- TEKS BACAAN
^^^^
Dampak Geopolitik: Indonesia Waspadai Gelombang Ekonomi Akibat Konflik Iran-Israel
Konflik yang kembali berkecamuk antara Iran dan Israel pada pertengahan tahun 2025 menjadi perhatian serius, bukan hanya sebagai isu internasional biasa, tetapi juga sebagai ancaman nyata bagi stabilitas ekonomi global, termasuk Indonesia.
Di tengah upaya pemulihan ekonomi pasca-pandemi dan konsumsi domestik yang masih lemah, eskalasi ketegangan di Timur Tengah berpotensi menciptakan efek domino yang merugikan berbagai sektor kehidupan di Indonesia. Para ekonom saat ini menyoroti contagion effect, sebuah fenomena penularan ekonomi yang disebabkan oleh krisis di suatu wilayah dan menyebar ke seluruh dunia.
Memahami Contagion Effect dalam Perekonomian Global
Contagion effect menggambarkan bagaimana dampak negatif dari suatu negara atau wilayah dapat menyebar ke negara lain melalui jalur ekonomi dan keuangan. Dalam konteks konflik Iran-Israel, penularan ini dapat terjadi melalui:
- Pasar Energi: Iran sebagai salah satu produsen minyak terbesar, dan Selat Hormuz sebagai jalur vital pengangkutan 20% pasokan minyak global, menjadikan setiap ketegangan di kawasan ini berpotensi mengguncang harga minyak dunia. Indonesia, yang masih bergantung pada impor minyak mentah, akan merasakan dampaknya secara langsung.
^^^^
- PETUNJUK LATIHAN
Sebutkan semua nama geografis (negara, kawasan, dan perairan) yang muncul dalam teks tentang dampak konflik Iran-Israel, sesuai urutan kemunculan pertamanya.

- CUPLIKAN DATA
^^^^
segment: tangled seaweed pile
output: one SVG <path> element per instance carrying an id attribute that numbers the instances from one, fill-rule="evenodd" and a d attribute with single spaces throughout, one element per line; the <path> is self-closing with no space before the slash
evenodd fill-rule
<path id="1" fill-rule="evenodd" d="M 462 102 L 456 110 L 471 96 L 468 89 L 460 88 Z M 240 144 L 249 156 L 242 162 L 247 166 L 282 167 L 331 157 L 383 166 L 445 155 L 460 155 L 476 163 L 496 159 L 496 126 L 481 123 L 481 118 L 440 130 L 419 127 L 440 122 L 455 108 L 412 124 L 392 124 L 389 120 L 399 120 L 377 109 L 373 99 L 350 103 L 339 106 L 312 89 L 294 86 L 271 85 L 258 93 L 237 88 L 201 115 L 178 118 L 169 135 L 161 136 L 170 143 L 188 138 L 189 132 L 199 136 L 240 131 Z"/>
^^^^
- JAWABAN LATIHAN
Iran, Israel, Indonesia, Timur Tengah, Selat Hormuz